> **EXERCISE REQUIREMENTS**: Render the material again word for word, skipping the pictures in it.

> **RECORDS SHOWN**:
'''
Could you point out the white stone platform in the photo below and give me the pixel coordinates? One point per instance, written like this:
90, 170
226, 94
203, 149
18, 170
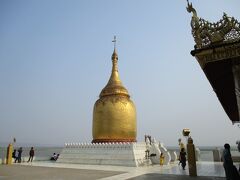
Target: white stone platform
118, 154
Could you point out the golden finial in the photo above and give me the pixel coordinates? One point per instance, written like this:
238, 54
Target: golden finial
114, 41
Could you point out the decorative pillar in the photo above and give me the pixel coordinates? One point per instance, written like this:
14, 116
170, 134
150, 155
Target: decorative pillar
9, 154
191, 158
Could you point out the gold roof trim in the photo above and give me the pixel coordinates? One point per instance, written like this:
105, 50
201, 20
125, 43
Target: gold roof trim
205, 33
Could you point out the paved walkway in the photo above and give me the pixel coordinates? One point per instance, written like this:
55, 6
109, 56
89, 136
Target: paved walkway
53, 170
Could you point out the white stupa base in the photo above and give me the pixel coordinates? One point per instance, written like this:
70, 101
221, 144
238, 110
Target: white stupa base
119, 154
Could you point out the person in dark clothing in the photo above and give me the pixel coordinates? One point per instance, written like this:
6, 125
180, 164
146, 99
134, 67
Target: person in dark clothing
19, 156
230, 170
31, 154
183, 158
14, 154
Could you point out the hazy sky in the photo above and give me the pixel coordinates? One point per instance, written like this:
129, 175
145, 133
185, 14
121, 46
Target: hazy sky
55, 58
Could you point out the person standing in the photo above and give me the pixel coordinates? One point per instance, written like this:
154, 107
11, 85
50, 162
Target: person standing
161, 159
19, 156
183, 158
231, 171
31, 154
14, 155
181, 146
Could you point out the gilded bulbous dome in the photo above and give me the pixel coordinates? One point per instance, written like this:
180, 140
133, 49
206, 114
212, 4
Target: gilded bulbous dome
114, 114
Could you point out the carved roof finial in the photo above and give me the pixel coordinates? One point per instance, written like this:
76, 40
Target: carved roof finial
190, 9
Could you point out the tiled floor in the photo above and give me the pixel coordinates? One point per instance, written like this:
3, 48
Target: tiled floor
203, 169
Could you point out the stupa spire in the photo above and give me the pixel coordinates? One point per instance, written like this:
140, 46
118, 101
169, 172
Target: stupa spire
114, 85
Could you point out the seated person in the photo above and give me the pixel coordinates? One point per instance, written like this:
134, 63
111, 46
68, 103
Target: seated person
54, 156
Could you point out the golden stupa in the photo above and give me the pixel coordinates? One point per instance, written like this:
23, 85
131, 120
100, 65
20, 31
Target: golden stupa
'''
> **ANSWER FOR THIS EXERCISE**:
Could you point out the white stone platform in the photo below and give me the pixel coordinates? One point per instance, written like this:
90, 170
226, 94
203, 149
18, 170
Target: white stone platform
118, 154
Could you point out the golden finial in the photo above and give me the pixel coordinates? One point per instance, written like this:
238, 54
Target: golden finial
114, 41
Could you point out the decorative pillar in the photo above and give me the pixel coordinates? One point per instance, written like this:
14, 116
170, 134
150, 155
Target: decorative pillar
9, 154
191, 158
Could you point out the gold roof trim in the photo above and give me the pixel coordinates? One point per instance, written like this:
105, 50
201, 20
125, 43
Target: gold roof trim
205, 33
Could you point out the paved walkway in the photo above and give me the pixel coordinates? One point per instance, written like this:
55, 6
109, 56
89, 136
Target: paved walkway
53, 170
Could you point out the white stupa base in the photo above and give me the pixel coordinates? One point per instance, written like this:
70, 101
221, 144
238, 110
Target: white stupa base
119, 154
Could you point out the person in dark clothing in the photo above and give me the pixel coordinates? One point per instance, written like this:
6, 125
180, 164
146, 99
134, 67
Target: person in dark clothing
19, 156
230, 170
31, 154
183, 158
14, 154
Could you point out the hazy sky in the photo above and give me the pixel coordinates? One point per instance, written like this:
129, 175
145, 133
185, 14
121, 46
Target: hazy sky
55, 58
Could you point out the person standing in the photo above and give me the pixel coordinates? One point per instance, written like this:
154, 107
11, 85
50, 162
Target: person standing
161, 159
19, 156
183, 158
231, 171
31, 154
14, 155
181, 146
Could you point out the gilded bulbous dome in the photo above and give me the pixel coordinates? One point per instance, written like this:
180, 140
133, 49
206, 114
212, 4
Target: gilded bulbous dome
114, 114
Could you point out the carved roof finial in the photo above and give me the pixel coordinates? One point per instance, written like this:
76, 40
Target: carved roof finial
190, 9
Could you point out the tiled floor in the photo above and give me the pixel coordinates? One point per instance, written like this:
3, 48
Target: tiled floor
203, 169
Could you point out the stupa spire in the photo above and give me the pixel coordinates? One point per instance, written like this:
140, 46
118, 101
169, 172
Target: stupa spire
114, 85
Could you point out the seated person in the photo above and give me the pixel coordinates? One point per instance, written like this:
134, 63
111, 46
68, 103
Target: seated person
54, 156
Could you point out the golden stupa in the photo above and give me the pixel coordinates? One point per instance, written like this:
23, 85
131, 120
100, 65
20, 31
Target: golden stupa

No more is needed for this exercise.